The task | The entries that follow include a run beginning at the line with "Each instance of the fence" and ending at the line with "form (284, 171)."; restate that run word for word and leave the rest out.

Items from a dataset
= Beginning of Section =
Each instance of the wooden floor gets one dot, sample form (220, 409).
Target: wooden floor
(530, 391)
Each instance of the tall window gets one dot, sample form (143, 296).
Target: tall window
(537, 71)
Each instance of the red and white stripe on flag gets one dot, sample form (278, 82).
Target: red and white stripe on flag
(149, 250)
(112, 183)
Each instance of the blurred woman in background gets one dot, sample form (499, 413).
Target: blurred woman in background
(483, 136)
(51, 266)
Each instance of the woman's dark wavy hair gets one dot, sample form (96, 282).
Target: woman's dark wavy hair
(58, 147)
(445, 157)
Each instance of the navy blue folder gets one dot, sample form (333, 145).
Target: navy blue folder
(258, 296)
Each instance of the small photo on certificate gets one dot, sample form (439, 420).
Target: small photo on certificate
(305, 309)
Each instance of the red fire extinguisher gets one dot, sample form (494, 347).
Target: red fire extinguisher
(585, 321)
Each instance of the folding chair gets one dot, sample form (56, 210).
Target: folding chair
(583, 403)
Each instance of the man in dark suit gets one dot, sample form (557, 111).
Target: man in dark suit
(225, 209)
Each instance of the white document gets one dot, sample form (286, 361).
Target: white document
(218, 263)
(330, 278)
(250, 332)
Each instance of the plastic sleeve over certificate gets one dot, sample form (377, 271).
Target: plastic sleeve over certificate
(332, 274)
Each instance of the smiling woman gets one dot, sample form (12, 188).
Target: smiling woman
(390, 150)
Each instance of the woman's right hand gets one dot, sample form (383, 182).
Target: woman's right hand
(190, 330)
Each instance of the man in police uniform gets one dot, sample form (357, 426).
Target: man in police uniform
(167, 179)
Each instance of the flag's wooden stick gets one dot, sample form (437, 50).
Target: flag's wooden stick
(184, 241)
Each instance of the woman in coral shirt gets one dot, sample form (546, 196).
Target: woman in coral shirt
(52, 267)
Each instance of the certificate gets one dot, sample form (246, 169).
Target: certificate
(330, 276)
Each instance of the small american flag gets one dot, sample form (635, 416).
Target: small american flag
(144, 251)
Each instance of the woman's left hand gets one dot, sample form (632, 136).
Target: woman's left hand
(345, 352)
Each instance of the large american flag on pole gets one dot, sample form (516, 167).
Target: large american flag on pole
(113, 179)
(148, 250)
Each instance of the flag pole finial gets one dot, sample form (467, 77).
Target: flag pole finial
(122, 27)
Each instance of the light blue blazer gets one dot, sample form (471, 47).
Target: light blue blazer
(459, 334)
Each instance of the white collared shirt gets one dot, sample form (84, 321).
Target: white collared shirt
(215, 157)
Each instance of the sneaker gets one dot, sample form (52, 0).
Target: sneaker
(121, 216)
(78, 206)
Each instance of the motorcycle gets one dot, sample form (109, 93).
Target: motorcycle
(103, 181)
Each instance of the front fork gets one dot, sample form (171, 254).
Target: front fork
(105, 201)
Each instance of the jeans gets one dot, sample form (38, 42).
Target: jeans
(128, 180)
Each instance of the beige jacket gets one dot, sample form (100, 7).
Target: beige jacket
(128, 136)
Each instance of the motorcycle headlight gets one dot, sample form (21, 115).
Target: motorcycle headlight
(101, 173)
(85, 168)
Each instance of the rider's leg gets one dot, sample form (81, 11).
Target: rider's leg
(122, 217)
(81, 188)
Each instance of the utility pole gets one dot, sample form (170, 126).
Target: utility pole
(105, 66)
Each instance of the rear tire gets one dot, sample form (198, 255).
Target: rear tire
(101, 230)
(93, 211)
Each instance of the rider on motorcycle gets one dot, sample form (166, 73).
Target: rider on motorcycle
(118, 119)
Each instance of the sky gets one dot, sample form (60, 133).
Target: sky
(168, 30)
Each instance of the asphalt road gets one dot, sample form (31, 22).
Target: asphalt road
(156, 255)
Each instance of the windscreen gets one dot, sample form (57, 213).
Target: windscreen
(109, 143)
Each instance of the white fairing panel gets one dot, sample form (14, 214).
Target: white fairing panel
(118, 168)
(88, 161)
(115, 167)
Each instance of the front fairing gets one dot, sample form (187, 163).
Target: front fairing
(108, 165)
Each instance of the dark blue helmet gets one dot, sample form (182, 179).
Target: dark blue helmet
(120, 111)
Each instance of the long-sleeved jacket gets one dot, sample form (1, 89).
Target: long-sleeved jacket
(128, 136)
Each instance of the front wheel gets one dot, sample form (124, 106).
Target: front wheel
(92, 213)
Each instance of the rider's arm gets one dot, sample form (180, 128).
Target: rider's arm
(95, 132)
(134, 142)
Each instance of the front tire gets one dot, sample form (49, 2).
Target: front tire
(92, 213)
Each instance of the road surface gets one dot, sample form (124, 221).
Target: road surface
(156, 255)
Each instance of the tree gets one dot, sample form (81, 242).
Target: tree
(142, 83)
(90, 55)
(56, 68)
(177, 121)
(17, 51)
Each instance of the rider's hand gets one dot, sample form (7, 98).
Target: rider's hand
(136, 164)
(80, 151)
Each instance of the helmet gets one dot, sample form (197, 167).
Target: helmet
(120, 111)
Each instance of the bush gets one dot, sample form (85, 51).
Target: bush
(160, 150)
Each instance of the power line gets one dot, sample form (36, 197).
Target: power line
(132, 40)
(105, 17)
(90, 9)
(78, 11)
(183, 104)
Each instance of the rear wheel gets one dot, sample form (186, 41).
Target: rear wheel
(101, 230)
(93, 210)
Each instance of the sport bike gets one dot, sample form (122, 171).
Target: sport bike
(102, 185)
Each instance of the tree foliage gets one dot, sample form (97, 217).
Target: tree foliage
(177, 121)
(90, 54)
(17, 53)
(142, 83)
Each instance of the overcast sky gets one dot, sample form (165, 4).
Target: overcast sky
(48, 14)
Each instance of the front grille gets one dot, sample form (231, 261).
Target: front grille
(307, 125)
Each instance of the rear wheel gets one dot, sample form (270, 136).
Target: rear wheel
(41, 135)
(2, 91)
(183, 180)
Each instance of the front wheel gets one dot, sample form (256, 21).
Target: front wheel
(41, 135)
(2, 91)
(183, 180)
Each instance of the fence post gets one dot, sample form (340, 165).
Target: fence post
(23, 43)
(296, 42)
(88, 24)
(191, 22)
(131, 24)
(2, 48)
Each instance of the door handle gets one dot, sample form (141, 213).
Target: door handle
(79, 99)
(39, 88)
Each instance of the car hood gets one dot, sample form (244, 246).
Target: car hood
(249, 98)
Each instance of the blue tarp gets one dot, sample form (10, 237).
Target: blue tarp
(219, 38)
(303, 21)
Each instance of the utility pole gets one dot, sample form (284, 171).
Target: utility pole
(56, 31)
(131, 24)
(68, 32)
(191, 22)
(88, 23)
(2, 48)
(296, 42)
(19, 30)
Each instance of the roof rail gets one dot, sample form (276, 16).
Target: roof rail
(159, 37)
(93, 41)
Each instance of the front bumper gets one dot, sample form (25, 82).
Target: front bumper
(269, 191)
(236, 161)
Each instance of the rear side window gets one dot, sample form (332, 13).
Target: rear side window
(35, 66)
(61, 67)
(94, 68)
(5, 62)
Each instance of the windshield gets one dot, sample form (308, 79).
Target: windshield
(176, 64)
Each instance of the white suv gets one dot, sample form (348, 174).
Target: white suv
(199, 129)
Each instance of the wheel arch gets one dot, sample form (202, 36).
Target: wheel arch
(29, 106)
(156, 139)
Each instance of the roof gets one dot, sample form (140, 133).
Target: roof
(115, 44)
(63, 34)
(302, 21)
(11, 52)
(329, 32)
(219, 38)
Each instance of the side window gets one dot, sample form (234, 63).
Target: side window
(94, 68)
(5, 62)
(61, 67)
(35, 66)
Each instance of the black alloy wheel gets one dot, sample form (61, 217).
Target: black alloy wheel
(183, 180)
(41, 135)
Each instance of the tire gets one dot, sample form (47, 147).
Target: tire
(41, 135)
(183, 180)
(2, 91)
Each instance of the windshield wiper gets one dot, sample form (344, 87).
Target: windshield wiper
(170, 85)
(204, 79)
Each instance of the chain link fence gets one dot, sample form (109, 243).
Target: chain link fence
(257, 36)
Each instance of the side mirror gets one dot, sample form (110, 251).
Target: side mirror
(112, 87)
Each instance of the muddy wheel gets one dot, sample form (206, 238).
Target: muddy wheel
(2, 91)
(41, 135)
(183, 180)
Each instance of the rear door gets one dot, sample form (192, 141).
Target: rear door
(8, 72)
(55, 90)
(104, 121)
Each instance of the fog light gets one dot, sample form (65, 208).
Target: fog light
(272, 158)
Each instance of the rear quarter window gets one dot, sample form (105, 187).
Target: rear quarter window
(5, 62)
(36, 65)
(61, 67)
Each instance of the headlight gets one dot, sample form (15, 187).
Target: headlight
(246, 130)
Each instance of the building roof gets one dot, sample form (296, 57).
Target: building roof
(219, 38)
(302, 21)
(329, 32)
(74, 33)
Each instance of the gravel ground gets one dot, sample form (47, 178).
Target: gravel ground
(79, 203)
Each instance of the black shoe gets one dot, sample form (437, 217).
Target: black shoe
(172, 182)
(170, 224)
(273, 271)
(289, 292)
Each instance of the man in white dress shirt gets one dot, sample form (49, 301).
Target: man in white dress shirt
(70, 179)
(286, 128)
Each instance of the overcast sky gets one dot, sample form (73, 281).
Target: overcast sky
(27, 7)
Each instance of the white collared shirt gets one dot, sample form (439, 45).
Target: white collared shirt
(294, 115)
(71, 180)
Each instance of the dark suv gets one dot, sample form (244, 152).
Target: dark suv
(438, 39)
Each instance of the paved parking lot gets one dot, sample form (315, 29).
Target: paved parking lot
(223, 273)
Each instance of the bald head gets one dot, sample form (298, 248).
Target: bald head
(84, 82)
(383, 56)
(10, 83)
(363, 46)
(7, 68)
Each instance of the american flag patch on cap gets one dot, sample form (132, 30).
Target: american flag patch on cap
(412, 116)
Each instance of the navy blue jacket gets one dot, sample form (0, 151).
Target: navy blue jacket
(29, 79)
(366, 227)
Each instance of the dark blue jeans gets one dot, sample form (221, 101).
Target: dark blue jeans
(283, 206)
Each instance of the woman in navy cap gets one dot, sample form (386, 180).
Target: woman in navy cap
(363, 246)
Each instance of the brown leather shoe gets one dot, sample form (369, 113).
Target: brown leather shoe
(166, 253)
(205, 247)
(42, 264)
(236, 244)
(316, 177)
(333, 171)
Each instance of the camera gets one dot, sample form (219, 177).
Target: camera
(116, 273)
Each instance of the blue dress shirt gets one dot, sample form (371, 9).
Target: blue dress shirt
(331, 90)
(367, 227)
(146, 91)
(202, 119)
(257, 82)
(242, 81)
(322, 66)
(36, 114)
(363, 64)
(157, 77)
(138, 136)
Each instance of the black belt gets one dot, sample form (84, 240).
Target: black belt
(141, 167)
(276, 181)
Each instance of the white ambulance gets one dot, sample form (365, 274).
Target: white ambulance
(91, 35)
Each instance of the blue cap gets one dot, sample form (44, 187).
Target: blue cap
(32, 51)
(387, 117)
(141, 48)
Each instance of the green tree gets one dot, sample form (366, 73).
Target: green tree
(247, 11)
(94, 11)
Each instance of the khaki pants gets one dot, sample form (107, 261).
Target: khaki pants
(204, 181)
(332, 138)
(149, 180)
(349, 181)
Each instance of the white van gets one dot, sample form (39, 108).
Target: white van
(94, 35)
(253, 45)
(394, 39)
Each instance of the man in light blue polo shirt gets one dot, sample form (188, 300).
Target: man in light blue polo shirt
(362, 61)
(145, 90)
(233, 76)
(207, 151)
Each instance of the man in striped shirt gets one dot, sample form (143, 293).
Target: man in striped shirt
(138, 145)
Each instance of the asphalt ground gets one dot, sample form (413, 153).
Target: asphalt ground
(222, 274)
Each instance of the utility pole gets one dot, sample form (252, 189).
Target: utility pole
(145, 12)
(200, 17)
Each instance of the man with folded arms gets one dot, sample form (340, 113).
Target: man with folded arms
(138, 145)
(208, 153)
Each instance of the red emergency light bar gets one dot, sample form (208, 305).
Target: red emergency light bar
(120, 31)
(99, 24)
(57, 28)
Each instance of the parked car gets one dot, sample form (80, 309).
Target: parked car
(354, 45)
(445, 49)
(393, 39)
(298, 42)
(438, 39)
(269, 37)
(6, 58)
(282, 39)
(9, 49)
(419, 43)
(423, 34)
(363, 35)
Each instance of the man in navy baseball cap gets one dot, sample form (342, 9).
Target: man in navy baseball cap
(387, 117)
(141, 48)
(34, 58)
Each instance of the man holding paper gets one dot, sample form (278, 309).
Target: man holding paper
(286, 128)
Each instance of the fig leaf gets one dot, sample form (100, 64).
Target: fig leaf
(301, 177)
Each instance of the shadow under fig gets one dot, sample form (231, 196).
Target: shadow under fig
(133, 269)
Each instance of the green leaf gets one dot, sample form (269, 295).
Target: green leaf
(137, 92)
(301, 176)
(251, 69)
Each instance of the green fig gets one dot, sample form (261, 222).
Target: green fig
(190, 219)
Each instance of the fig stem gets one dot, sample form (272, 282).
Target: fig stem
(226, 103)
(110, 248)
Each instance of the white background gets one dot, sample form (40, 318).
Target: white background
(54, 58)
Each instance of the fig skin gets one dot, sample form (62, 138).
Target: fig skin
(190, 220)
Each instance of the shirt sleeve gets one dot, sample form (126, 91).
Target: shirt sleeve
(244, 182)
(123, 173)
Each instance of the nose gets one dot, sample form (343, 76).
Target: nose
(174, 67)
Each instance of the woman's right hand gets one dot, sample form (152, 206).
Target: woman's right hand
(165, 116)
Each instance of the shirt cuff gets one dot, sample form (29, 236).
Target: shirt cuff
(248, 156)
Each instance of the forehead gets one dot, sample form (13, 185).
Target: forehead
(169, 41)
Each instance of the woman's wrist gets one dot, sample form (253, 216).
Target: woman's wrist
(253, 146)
= End of Section =
Result of this task |
Each instance of the fence post gets one dot, sample form (340, 165).
Target: fence post
(23, 43)
(296, 42)
(88, 24)
(191, 22)
(131, 24)
(2, 48)
Each instance of the door handle gets one dot, sample form (141, 213).
Target: door handle
(79, 99)
(39, 88)
Each instance of the car hood gets one dot, sample form (244, 246).
Target: car hood
(249, 98)
Each instance of the blue tarp gets one dot, sample form (10, 237).
Target: blue tarp
(219, 38)
(303, 21)
Each instance of the utility pole gets one dot, sample form (284, 171).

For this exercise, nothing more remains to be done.